Entries shown start

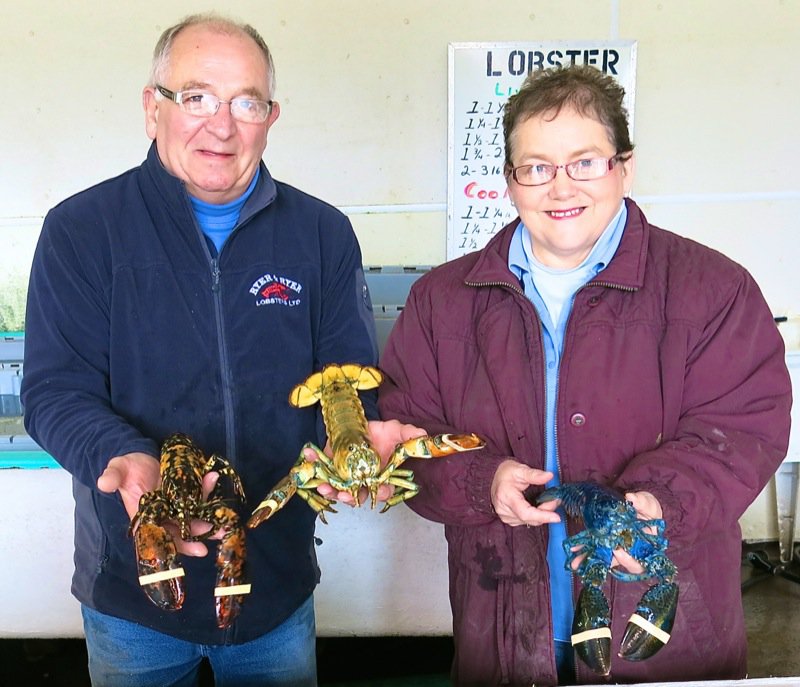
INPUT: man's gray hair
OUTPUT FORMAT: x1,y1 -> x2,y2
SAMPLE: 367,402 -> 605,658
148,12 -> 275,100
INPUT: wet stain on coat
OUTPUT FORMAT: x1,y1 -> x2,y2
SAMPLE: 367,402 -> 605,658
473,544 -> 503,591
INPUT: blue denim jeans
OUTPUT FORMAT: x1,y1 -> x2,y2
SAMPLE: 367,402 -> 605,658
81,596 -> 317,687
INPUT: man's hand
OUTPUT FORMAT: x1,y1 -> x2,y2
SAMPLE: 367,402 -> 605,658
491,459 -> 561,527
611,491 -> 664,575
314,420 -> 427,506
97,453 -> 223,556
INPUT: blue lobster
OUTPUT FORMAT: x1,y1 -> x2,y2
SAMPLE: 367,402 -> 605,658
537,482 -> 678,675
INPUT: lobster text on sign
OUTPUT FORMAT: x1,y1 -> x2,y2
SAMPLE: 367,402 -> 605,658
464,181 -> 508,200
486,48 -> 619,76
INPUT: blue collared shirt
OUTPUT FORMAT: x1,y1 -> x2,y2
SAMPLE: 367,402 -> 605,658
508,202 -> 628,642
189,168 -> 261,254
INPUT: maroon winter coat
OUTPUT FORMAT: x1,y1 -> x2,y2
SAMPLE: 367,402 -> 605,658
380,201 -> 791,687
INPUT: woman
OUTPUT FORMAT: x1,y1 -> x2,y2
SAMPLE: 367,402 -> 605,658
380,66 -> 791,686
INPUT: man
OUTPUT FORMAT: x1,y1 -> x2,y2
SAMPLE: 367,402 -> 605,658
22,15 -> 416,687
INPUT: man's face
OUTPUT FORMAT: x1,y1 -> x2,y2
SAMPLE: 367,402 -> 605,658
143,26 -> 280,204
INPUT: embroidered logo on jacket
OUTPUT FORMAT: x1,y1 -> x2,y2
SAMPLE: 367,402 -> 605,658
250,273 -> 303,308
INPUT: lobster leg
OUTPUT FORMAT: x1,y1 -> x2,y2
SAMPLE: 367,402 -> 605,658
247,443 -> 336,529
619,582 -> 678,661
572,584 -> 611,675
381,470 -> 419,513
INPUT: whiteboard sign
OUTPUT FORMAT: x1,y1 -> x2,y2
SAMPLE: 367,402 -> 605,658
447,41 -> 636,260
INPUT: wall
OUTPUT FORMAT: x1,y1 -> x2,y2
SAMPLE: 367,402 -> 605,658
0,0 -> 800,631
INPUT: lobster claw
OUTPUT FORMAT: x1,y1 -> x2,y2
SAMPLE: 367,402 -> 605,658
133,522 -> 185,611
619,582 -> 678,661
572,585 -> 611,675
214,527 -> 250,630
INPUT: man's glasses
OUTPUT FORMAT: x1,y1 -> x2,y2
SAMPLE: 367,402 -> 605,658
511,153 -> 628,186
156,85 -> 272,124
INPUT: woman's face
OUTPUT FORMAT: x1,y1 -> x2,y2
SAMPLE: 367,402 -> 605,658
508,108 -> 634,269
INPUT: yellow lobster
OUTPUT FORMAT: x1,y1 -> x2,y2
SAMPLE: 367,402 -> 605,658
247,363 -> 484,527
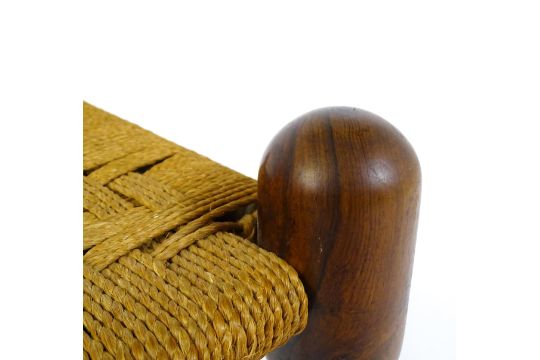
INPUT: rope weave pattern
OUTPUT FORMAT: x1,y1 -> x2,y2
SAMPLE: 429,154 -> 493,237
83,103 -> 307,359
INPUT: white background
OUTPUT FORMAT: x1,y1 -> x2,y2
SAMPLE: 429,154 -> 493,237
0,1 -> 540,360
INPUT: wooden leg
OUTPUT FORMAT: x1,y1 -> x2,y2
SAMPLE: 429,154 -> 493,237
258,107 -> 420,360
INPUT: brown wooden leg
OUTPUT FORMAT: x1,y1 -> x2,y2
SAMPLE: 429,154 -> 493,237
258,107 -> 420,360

Entries shown end
Entries shown start

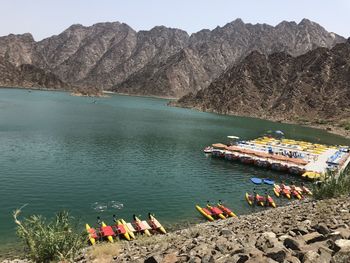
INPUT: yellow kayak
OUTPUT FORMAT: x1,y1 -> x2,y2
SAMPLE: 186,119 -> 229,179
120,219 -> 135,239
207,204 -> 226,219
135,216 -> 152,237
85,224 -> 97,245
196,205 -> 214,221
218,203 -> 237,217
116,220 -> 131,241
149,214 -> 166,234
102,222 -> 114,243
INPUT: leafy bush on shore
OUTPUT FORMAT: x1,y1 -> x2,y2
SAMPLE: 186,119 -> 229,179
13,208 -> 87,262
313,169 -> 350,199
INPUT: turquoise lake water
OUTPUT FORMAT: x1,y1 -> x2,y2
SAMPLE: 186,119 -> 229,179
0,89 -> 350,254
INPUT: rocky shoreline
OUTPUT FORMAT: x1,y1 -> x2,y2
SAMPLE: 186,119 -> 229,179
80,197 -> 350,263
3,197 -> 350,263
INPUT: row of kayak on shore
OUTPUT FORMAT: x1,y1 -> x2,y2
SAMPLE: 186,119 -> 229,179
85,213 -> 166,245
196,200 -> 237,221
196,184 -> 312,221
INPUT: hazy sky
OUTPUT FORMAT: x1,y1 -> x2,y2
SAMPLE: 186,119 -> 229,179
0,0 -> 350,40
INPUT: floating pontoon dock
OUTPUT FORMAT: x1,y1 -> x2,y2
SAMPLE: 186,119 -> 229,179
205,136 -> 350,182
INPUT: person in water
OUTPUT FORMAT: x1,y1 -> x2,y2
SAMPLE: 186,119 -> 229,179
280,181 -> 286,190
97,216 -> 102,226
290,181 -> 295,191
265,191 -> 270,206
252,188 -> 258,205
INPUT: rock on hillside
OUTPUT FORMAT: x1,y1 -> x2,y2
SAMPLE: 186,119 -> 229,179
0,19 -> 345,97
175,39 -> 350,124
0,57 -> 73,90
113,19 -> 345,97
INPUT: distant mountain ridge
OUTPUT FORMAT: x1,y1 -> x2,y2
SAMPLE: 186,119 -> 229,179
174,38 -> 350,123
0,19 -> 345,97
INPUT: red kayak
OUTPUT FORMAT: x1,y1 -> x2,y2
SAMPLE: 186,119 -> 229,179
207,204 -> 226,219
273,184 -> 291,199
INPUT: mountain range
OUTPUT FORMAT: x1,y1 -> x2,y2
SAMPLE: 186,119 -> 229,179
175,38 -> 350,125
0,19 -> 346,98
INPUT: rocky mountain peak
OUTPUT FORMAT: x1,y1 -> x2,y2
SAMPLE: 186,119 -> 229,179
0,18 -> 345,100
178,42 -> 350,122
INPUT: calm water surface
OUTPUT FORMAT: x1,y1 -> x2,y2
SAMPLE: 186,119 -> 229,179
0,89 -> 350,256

Entries shown end

Please tally the lines in the rows above that contain the string "coat" and reply with the number alone.

**Task output**
2